Trecho do texto ->

Pesquisa pode reverter ameaça de extinção do também chamado pinheiro-do-paraná
A araucária (Araucaria angustifolia), também conhecida como pinheiro-do-paraná, faz parte do ecossistema conhecido como “Floresta com Araucária”. Originalmente, esta floresta ocupava uma área de cerca de 200 mil quilômetros quadrados, com distribuição mais contínua entre os Estados do Paraná, Santa Catarina e Rio Grande do Sul e, de forma esparsa e irregular, na região Sudeste. Hoje, está reduzida a cerca de 1% de sua área original, sendo uma das espécies que mais sofreu com o desmatamento.
A exploração da espécie ocorreu por causa do avanço da fronteira agrícola, do crescimento das cidades, por possuir madeira de qualidade para fabricação de móveis e ser boa matéria-prima para papel e celulose. Por tudo isto, a espécie foi tão explorada, que passou a figurar na lista dos tipos brasileiros ameaçados de extinção.
No Paraná, por exemplo, a legislação permite que seja cortada somente a araucária que foi, comprovadamente, plantada — isto quer dizer estar plantada em linha e com plano de manejo registrado no órgão ambiental competente. Araucárias que nascem por regeneração natural são consideradas nativas e não podem ser manejadas ou cortadas”.

Instruções e requisitos -> Dê continuidade ao texto sobre a ameaça de extinção da araucária, começando logo após a última frase mostrada acima.

Dados armazenados ->

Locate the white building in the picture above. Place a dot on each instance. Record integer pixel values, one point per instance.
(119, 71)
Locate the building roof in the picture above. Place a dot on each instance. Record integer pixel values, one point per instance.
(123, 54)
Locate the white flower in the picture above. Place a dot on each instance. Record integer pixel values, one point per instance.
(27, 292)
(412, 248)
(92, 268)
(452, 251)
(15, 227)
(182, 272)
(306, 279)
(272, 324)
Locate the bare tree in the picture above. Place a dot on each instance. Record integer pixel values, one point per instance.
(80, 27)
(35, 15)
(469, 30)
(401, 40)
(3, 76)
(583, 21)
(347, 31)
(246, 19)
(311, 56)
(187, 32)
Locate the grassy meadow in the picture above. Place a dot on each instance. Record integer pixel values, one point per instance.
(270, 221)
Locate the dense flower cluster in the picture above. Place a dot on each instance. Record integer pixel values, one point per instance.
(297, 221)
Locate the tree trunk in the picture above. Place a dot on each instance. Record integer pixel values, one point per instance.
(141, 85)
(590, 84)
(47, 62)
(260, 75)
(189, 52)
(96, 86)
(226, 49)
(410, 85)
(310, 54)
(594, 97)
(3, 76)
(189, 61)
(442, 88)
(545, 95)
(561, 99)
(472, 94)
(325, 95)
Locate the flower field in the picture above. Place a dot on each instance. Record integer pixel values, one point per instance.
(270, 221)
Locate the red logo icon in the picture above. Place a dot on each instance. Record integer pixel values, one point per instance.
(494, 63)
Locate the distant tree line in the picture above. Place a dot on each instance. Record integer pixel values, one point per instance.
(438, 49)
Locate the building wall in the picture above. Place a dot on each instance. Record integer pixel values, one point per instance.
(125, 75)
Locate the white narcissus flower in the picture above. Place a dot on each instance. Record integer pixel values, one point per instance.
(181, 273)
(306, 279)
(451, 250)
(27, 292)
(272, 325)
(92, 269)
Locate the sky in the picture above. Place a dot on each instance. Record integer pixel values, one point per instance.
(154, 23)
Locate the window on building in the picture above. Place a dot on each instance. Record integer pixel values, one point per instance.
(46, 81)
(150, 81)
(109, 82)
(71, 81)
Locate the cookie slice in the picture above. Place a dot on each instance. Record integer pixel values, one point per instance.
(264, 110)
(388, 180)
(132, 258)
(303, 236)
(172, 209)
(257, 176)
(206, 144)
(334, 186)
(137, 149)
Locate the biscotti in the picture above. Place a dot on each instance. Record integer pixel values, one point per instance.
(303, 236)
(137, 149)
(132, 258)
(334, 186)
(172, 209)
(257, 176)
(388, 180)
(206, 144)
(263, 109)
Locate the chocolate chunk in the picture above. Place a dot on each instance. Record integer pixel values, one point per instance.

Resultado ->
Como é uma espécie que se regenera bem, ou seja, nasce sozinha sem precisar que alguém a plante, muitas vezes a muda é arrancada logo que nasce, justamente por não poder ser manejada ou utilizada depois”, explica o pesquisador Ivar Wendling, da Embrapa Florestas. “O produtor rural entende como algo que está tomando espaço na sua propriedade e a araucária se torna uma árvore indesejada”, completa.
Manejo e renda
Como seria se, ao contrário, o produtor rural enxergasse na araucária uma possibilidade de manejo e renda, mesmo com aquelas que se regeneram naturalmente? “Neste caso, o produtor vai querer que a muda cresça e se desenvolva e pode também investir em plantios”, afirma Wendling. “É a melhor forma, hoje, de garantir o desenvolvimento dos povoamentos de araucária”, avalia a pesquisadora Valderês de Sousa, também da Embrapa Florestas.
Para isto, um grupo de pesquisadores da estatal tem se dedicado a desenvolver tecnologias para que a araucária possa ser conservada e também gerar renda.
É o conceito “conservar pelo uso” que é defendido. “Mesmo com árvores sendo cortadas para usar a madeira, por exemplo, o interesse pela espécie pode crescer tanto que, em pouco tempo, a espécie provavelmente não vai mais estar ameaçada de extinção”, acredita Wendling.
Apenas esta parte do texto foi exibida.